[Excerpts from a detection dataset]
++++++++
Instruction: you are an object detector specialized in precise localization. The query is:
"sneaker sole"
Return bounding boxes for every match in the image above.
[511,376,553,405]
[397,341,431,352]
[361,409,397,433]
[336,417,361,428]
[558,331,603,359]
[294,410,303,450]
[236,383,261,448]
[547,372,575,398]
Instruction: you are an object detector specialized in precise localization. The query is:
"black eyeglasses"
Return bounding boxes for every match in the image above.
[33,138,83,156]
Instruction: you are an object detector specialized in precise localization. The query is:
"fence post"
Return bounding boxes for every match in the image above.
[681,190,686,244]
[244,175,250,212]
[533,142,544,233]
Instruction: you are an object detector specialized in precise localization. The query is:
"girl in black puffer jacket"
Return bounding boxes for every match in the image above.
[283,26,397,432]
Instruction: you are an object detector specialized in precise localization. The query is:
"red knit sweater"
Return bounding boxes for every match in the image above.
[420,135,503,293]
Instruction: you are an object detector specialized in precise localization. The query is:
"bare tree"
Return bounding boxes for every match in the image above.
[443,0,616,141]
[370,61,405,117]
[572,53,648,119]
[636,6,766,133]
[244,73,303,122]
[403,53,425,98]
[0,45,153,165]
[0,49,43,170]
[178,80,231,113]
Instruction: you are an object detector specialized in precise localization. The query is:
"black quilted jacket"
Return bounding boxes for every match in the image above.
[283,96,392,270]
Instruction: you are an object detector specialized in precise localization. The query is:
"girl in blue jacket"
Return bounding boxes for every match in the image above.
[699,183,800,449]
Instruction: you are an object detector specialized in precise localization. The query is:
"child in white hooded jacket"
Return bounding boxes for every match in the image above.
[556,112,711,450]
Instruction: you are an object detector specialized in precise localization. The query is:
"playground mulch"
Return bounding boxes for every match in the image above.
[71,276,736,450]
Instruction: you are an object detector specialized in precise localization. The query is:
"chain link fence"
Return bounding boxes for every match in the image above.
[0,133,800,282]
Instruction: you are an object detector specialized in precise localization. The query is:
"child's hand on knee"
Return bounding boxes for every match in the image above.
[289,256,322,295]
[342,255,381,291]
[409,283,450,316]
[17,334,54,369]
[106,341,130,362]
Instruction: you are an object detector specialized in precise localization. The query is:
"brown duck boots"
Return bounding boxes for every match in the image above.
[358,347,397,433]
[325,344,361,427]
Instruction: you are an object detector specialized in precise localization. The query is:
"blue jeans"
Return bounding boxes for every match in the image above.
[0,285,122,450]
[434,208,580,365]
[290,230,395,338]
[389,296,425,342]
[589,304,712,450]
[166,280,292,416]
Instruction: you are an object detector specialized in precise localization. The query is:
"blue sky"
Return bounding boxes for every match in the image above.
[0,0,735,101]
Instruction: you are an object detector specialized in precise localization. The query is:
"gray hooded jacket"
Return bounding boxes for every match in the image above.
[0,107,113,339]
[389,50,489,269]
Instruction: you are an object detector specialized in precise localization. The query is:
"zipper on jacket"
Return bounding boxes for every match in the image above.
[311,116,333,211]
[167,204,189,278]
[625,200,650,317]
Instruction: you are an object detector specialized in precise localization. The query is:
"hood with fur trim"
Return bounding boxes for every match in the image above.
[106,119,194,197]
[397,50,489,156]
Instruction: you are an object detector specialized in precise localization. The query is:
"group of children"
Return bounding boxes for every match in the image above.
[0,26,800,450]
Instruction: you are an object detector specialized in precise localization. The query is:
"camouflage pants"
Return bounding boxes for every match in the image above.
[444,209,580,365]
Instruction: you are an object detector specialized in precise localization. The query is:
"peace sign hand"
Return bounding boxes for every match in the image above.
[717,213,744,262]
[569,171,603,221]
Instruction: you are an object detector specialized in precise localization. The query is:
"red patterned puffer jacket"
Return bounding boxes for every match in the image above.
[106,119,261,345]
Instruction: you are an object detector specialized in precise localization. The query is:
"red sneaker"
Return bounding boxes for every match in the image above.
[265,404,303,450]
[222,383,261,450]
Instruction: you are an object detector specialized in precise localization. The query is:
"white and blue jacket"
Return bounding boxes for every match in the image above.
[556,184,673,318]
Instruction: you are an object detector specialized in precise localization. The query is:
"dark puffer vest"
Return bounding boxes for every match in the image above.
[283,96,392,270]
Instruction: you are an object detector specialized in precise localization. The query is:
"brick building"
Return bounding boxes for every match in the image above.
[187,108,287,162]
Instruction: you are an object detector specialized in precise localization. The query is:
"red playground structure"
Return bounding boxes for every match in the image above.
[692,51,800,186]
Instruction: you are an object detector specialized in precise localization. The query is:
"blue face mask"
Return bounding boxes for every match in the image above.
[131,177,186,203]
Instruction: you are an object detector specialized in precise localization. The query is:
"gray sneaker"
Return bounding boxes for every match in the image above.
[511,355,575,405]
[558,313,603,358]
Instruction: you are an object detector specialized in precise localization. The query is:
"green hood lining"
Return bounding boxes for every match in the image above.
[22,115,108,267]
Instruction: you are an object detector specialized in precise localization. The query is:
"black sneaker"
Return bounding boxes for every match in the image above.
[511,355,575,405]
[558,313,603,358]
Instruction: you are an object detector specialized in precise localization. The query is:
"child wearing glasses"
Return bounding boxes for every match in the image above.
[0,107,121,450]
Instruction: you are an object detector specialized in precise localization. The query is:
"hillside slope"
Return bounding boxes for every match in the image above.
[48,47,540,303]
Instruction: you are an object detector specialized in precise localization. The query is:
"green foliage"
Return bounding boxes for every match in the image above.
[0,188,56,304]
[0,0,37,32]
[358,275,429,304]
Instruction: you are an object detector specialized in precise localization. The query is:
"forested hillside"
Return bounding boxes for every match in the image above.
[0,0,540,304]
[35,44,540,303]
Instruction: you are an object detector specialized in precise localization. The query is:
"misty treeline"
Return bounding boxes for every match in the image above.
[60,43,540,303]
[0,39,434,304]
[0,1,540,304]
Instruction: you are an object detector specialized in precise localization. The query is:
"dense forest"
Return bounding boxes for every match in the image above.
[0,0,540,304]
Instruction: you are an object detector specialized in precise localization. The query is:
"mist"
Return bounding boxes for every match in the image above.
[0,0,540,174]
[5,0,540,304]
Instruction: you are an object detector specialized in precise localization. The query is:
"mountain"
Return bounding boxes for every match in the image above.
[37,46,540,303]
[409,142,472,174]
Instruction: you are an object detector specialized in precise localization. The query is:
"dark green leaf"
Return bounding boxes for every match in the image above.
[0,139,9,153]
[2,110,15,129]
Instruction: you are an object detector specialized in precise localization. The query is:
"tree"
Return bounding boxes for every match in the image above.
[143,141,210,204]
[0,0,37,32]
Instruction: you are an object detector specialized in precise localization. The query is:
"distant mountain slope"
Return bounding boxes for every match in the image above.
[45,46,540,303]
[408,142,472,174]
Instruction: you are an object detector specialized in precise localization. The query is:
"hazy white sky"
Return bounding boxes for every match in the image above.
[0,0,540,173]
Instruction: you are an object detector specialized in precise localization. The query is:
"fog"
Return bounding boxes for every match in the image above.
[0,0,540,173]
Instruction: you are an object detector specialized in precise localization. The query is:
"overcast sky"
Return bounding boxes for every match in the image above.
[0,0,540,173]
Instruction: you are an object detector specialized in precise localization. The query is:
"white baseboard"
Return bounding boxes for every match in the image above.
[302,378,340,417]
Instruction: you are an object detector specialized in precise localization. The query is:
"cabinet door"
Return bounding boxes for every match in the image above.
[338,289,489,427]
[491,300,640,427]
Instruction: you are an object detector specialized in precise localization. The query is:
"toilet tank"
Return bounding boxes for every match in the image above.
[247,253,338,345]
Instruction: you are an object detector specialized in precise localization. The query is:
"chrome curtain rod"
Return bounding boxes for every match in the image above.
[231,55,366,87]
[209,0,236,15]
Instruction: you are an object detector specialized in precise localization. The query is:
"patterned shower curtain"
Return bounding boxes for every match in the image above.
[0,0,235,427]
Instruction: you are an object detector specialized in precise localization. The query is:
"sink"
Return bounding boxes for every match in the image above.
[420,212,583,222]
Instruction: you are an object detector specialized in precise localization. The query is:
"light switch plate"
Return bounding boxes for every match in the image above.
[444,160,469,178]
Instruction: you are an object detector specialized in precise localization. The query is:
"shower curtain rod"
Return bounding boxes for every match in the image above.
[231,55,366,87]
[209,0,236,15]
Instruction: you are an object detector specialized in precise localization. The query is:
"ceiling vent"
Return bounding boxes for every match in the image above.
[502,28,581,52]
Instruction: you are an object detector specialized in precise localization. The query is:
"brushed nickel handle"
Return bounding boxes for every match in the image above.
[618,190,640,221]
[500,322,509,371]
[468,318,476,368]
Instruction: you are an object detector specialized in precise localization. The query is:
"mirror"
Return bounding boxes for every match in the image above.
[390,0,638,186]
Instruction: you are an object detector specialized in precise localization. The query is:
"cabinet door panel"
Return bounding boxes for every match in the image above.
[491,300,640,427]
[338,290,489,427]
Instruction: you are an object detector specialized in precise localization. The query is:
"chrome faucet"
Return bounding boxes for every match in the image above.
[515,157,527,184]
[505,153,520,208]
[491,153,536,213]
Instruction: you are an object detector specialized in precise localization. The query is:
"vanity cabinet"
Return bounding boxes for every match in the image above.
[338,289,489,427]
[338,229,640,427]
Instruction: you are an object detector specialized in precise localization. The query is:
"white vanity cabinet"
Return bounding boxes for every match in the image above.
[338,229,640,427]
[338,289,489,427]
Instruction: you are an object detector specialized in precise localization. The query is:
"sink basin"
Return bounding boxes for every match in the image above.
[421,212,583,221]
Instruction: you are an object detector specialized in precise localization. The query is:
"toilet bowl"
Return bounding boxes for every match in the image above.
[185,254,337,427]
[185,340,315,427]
++++++++
Put the lines of the items into a JSON list of strings with one string per line, skipping blank lines. Start at the very first line of the items and end at the line containing "[0,133,800,282]", including both.

* The response
[
  "Instruction: you are an object detector specialized in precise localization. The query is:",
  "\"sneaker sole\"",
  "Return bounding boxes for every match in the image above.",
  "[511,376,553,405]",
  "[397,341,431,352]",
  "[361,409,397,433]",
  "[336,417,361,428]",
  "[558,331,603,359]",
  "[294,410,303,450]",
  "[236,383,261,448]",
  "[547,372,575,398]",
  "Instruction: you are an object detector specialized in precise localization. The query is:",
  "\"black eyeglasses\"",
  "Return bounding boxes for every match in the image above.",
  "[33,138,83,156]",
  "Instruction: you are an object detector specialized in precise localization. The query is:",
  "\"fence post\"",
  "Return bounding boxes for every match in the image above.",
  "[681,190,686,244]",
  "[244,175,250,212]",
  "[533,142,544,233]",
  "Instruction: you are an object detector specialized in precise localization. The query is:",
  "\"girl in black puffer jacket\"",
  "Return bounding boxes for every match in the image above.",
  "[283,26,397,432]",
  "Instruction: you are an object detector specialized in precise localization. The query is:",
  "\"red knit sweater\"",
  "Return bounding boxes for every match in the image above.",
  "[420,135,503,293]",
  "Instruction: you are an object detector specialized in precise localization. The query is:",
  "\"bare tree\"",
  "Return bounding boxes for every match in the image above.",
  "[443,0,616,141]",
  "[370,61,405,117]",
  "[572,53,648,119]",
  "[636,6,766,133]",
  "[244,73,303,122]",
  "[403,53,425,98]",
  "[0,45,153,165]",
  "[0,49,43,170]",
  "[178,80,231,113]",
  "Instruction: you are an object detector specialized in precise localization. The query is:",
  "\"black quilted jacket\"",
  "Return bounding boxes for every match in the image above.",
  "[283,96,392,270]",
  "Instruction: you are an object detector specialized in precise localization. The query is:",
  "\"girl in blue jacket\"",
  "Return bounding boxes for every match in the image above.",
  "[699,183,800,449]",
  "Instruction: you are an object detector specialized in precise localization. The query is:",
  "\"child in white hooded jacket\"",
  "Return bounding boxes for every match in the image above.",
  "[556,112,711,450]",
  "Instruction: you are an object detector specialized in precise localization. The query is:",
  "\"playground mulch\"",
  "Return bounding boxes for every match in the image above.",
  "[71,276,736,450]",
  "Instruction: you are an object detector specialized in precise localization. The query is:",
  "\"chain link fence\"",
  "Return bounding boxes for every match in the image above.",
  "[0,133,800,282]"
]